**Task instructions:** Return exactly the lines below, starting with the one that has "Target: desert ground" and going on through the one that has "Target: sunlit sand slope".

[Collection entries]
-.-.-
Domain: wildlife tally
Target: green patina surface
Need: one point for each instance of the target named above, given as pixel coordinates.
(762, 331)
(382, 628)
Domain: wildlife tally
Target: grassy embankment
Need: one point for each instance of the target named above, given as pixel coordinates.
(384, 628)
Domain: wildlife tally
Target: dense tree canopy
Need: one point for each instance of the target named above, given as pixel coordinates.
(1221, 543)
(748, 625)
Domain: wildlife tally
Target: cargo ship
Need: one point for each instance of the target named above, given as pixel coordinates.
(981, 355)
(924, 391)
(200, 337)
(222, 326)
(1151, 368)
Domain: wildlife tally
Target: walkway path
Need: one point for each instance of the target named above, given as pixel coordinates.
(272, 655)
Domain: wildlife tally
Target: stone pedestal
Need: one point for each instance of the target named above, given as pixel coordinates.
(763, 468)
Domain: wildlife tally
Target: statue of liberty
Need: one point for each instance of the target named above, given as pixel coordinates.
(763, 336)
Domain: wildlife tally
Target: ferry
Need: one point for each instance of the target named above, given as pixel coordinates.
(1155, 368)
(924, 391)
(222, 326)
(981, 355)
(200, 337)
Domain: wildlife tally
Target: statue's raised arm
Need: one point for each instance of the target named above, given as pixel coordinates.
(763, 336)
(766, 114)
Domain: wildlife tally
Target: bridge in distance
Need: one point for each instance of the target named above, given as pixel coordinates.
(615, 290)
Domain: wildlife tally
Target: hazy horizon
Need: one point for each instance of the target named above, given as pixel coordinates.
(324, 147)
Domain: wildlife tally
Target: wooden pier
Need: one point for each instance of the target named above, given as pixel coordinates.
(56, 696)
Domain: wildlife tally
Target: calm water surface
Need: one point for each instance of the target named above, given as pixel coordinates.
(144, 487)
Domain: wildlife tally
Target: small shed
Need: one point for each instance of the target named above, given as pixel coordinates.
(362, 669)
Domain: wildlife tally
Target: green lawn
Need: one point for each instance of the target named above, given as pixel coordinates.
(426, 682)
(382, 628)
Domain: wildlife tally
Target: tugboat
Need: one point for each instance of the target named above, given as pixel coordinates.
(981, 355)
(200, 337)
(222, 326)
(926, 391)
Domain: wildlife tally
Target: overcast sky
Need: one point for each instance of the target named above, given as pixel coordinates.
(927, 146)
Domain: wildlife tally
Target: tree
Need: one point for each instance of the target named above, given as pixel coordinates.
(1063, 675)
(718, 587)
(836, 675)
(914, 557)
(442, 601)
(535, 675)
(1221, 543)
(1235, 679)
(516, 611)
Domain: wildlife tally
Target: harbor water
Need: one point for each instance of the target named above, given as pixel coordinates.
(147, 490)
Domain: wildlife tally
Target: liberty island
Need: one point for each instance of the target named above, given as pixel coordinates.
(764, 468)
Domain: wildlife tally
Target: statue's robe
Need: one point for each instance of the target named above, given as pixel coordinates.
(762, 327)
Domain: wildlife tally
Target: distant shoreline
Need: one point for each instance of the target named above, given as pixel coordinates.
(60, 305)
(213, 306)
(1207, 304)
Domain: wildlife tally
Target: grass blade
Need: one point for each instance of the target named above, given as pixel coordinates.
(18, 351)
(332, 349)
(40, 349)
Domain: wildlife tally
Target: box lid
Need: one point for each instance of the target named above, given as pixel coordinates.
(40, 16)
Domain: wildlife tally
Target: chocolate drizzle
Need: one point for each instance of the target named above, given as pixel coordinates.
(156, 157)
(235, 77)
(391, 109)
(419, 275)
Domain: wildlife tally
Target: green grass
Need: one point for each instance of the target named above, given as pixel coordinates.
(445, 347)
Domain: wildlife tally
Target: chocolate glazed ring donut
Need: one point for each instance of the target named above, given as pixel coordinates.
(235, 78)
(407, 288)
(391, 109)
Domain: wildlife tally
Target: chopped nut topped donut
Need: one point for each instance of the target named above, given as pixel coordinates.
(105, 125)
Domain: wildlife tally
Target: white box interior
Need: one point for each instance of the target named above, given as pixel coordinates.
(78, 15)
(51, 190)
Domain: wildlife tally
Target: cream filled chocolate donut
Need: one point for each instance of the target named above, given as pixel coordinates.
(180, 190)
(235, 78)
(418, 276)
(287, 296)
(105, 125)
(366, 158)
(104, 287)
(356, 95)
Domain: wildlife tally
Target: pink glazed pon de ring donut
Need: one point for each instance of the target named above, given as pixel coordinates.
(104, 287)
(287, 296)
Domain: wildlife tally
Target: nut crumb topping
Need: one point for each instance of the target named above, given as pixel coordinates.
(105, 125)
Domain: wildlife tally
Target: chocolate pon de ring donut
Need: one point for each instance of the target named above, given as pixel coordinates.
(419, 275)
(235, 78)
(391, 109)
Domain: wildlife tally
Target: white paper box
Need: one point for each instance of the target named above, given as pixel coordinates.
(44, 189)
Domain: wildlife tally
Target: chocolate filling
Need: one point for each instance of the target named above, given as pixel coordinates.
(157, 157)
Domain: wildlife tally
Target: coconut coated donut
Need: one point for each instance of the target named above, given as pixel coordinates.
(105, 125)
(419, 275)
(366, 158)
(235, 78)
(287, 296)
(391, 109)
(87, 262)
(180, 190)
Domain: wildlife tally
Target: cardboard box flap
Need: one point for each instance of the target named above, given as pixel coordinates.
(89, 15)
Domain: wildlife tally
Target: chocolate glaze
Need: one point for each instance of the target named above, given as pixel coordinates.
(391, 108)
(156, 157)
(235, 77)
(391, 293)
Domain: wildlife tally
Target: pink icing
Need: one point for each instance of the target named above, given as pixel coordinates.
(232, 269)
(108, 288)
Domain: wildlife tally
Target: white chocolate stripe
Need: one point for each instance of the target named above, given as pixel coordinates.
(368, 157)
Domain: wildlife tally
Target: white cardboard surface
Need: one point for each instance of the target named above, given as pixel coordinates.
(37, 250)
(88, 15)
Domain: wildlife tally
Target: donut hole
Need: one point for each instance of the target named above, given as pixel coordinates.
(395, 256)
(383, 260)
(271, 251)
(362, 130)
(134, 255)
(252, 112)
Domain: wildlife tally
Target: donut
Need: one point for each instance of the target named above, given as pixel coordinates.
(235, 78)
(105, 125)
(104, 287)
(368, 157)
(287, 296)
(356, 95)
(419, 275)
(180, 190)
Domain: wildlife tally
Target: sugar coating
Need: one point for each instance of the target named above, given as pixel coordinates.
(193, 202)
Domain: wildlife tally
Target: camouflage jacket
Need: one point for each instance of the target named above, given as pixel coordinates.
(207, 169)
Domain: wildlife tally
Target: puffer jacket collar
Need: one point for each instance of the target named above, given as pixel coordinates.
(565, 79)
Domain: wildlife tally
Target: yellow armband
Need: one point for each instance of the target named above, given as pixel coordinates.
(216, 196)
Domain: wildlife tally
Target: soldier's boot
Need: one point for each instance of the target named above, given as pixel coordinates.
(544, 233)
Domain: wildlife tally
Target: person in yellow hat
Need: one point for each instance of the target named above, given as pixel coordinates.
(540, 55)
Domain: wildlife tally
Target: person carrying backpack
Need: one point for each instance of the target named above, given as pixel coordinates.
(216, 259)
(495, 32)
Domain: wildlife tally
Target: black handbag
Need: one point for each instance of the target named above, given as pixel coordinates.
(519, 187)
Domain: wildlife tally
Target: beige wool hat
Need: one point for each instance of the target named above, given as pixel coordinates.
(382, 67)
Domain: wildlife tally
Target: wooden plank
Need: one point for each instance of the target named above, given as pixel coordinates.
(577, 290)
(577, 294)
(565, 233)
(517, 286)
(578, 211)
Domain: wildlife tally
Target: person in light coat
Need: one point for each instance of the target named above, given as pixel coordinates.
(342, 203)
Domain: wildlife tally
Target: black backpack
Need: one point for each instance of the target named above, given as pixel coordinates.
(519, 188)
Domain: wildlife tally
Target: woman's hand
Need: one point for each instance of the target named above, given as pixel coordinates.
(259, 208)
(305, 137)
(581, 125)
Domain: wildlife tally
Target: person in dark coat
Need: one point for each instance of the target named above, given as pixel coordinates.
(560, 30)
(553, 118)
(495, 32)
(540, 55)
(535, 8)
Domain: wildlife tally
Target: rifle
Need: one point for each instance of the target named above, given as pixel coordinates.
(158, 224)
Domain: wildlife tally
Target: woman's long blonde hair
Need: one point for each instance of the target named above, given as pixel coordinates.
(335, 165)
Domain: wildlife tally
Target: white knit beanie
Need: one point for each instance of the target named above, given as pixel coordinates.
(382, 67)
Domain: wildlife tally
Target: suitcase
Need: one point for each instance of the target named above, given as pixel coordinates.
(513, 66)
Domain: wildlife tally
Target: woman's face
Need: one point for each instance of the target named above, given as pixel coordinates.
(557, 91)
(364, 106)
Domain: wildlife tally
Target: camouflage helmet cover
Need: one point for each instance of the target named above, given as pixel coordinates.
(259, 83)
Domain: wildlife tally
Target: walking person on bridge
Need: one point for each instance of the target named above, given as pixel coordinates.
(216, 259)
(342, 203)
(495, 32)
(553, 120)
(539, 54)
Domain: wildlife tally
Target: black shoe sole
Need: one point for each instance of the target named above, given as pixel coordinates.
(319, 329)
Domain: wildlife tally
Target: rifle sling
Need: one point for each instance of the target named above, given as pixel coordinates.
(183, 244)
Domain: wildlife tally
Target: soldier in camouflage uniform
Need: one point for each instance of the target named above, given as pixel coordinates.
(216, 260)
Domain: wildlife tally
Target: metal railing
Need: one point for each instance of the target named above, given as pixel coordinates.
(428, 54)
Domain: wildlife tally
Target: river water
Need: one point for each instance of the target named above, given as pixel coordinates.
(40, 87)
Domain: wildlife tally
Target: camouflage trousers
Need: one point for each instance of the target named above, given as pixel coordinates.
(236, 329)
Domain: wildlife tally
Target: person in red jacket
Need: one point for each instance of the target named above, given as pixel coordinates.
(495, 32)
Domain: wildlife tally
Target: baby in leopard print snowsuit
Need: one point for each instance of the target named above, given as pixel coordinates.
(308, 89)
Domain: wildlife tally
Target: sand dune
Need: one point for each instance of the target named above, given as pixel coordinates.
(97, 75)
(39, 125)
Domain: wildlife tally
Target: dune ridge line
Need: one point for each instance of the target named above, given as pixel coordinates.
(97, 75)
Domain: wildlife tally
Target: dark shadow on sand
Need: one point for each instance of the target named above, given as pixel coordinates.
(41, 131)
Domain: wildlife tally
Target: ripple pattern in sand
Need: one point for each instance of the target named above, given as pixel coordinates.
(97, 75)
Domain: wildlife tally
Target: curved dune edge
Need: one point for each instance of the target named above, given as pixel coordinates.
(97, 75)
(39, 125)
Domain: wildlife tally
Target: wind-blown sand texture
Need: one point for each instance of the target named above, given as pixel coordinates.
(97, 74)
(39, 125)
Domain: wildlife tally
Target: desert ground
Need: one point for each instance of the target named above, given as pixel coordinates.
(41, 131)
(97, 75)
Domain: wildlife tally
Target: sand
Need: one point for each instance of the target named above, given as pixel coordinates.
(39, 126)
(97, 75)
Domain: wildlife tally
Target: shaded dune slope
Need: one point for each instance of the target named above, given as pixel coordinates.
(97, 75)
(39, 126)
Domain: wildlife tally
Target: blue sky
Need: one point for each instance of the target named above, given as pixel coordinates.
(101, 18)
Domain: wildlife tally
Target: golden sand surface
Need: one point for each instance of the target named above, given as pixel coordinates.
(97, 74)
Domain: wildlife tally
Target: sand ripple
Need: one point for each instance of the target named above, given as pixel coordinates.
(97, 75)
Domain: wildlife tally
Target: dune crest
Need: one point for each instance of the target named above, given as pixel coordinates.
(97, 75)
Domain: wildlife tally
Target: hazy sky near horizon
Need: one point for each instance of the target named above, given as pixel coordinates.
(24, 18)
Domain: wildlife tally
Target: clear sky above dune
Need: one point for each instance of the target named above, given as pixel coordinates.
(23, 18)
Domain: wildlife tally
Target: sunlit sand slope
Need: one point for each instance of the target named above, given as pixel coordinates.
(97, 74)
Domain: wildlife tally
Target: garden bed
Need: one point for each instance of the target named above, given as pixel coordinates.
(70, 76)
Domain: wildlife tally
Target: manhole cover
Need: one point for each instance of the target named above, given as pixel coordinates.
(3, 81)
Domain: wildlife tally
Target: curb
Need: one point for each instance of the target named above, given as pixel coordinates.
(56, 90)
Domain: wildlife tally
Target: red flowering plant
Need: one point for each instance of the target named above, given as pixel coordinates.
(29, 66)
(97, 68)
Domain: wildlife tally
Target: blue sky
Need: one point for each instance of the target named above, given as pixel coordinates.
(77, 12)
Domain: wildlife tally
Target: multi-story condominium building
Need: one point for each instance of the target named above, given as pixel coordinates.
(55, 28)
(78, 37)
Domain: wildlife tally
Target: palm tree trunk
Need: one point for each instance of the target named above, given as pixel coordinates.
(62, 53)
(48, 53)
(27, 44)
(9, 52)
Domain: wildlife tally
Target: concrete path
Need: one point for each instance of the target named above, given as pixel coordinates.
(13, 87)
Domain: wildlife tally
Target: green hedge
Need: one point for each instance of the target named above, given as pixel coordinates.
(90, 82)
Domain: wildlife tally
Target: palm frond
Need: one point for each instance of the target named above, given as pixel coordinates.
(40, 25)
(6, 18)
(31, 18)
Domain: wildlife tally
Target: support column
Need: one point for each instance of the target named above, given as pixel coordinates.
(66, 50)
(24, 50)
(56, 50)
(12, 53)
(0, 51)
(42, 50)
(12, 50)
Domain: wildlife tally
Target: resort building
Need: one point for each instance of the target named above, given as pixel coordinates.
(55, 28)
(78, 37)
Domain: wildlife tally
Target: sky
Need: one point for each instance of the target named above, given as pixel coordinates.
-.-.-
**Exercise response:**
Target: desert ground
Need: one point for each instance of the target named above, given as pixel coordinates.
(41, 131)
(97, 75)
Domain: wildlife tally
Target: sand
Need: one point for each instance of the target named above, given as pixel coordinates.
(39, 126)
(97, 75)
Domain: wildlife tally
Target: shaded dune slope
Need: one point for each instance of the target named above, given as pixel coordinates.
(97, 75)
(39, 126)
Domain: wildlife tally
Target: blue sky
Need: one point for each instance of the target named above, given as pixel coordinates.
(101, 18)
Domain: wildlife tally
Target: golden sand surface
Need: one point for each instance of the target named above, given as pixel coordinates.
(97, 74)
Domain: wildlife tally
Target: sand ripple
Need: one point for each instance of the target named above, given as pixel coordinates.
(97, 75)
Domain: wildlife tally
Target: dune crest
Need: one point for each instance of the target named above, given as pixel coordinates.
(97, 75)
Domain: wildlife tally
Target: hazy sky near horizon
Need: one point for each instance of the target named above, given as pixel coordinates.
(24, 18)
Domain: wildlife tally
Target: clear sky above dune
Need: one point for each instance of the target named above, given as pixel coordinates.
(23, 18)
Domain: wildlife tally
Target: sunlit sand slope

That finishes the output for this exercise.